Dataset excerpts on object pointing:
------------------------------------
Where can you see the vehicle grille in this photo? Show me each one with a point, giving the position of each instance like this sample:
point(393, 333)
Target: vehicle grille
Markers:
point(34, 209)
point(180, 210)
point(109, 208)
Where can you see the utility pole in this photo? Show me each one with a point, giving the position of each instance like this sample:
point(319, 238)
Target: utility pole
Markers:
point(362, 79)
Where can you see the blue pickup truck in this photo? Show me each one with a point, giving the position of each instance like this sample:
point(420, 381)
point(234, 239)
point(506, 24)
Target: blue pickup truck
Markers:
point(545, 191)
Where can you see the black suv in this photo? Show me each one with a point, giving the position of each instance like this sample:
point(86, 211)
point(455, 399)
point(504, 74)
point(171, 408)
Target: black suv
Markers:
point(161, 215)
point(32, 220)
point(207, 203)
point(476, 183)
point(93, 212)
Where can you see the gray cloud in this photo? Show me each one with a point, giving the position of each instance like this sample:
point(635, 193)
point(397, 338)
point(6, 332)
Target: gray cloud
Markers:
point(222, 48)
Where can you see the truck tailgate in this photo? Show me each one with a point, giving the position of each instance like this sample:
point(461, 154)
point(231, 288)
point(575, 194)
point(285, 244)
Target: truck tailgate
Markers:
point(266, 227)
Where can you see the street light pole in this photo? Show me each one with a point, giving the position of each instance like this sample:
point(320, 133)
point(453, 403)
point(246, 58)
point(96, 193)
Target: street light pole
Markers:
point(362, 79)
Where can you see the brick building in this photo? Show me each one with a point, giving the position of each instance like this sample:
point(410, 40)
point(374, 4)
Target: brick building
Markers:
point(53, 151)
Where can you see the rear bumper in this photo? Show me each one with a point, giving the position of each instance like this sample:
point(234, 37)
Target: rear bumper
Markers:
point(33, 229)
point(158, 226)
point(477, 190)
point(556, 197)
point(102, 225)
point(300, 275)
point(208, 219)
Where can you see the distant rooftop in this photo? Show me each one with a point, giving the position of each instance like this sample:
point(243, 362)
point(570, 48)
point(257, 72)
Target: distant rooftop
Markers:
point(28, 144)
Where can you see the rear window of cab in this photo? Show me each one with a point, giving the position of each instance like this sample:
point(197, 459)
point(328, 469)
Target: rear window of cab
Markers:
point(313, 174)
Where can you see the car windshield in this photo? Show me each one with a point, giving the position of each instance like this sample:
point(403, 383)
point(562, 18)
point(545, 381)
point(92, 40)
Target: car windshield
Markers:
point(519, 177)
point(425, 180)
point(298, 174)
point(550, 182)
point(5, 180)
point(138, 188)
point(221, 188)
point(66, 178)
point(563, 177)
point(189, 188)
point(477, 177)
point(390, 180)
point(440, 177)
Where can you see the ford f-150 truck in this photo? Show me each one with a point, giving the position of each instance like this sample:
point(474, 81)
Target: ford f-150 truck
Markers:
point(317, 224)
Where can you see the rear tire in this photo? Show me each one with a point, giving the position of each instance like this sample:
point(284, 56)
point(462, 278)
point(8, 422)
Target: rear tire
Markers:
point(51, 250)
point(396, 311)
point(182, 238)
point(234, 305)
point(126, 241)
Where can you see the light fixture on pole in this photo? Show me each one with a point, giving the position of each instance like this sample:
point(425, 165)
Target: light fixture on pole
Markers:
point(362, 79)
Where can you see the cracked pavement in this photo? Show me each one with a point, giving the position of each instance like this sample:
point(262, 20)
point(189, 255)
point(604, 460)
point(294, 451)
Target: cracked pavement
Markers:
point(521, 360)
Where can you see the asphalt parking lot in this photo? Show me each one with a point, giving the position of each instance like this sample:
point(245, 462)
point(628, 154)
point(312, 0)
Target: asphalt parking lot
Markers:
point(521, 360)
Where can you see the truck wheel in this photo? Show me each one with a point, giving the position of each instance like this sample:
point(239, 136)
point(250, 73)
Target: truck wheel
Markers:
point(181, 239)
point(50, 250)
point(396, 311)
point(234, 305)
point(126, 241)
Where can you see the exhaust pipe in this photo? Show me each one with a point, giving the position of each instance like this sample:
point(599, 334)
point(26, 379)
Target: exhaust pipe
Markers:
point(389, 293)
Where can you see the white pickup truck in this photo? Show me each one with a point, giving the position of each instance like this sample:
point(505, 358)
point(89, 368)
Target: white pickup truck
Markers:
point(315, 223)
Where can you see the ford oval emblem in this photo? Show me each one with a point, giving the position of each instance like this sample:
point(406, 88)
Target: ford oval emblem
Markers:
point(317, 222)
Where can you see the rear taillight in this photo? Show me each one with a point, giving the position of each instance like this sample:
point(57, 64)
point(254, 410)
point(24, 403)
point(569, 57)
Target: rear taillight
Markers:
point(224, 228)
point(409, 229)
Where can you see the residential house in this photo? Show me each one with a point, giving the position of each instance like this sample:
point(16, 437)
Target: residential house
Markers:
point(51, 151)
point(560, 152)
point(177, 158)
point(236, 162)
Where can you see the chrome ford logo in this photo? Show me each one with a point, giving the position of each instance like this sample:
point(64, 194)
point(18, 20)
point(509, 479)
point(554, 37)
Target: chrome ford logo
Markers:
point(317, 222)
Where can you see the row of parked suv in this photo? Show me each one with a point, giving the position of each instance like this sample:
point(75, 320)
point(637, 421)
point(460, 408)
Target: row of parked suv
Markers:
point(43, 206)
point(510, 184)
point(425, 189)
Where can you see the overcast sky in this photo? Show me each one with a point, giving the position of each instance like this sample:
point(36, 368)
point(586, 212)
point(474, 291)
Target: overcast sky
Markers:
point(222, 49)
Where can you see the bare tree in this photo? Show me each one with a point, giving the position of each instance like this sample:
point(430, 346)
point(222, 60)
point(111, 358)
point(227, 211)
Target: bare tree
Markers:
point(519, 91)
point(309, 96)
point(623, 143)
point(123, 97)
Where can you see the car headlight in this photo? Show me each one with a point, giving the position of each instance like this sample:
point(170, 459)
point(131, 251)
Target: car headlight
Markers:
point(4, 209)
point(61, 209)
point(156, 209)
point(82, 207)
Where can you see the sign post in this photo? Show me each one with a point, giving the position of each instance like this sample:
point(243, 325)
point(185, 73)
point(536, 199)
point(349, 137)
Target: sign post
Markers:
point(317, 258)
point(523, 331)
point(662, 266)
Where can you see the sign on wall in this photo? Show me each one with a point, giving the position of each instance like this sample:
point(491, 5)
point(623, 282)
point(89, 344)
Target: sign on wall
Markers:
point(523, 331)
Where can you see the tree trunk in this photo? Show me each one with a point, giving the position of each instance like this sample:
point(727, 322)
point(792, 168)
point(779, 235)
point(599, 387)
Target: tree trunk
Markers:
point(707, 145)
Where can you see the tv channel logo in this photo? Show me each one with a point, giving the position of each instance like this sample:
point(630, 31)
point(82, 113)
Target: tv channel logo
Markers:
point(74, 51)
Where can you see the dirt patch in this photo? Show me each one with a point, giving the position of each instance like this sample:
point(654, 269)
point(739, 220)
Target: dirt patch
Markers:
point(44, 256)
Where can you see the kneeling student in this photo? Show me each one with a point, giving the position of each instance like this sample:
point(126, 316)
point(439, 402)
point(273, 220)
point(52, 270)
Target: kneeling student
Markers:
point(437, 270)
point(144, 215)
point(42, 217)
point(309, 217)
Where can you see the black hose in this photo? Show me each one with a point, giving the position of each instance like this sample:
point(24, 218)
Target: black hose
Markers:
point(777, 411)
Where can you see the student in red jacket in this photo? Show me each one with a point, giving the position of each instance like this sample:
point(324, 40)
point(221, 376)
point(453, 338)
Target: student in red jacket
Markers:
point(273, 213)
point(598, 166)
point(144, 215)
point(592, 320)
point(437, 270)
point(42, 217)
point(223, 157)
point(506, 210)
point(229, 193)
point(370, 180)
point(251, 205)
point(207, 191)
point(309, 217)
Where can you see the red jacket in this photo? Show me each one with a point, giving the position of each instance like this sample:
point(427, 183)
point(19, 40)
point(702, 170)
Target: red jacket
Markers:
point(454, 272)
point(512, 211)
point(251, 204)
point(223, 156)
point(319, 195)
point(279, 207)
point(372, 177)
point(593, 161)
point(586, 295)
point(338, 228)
------------------------------------
## Work required
Reproduce, word for word, the lines of the data from the line containing "Where can you see the ford f-150" through the line containing "point(317, 224)", including both of those lines.

## Final answer
Where can you see the ford f-150 truck in this photo? Show me each one with a point, giving the position of each instance like this sample:
point(474, 81)
Target: ford f-150 truck
Markers:
point(317, 224)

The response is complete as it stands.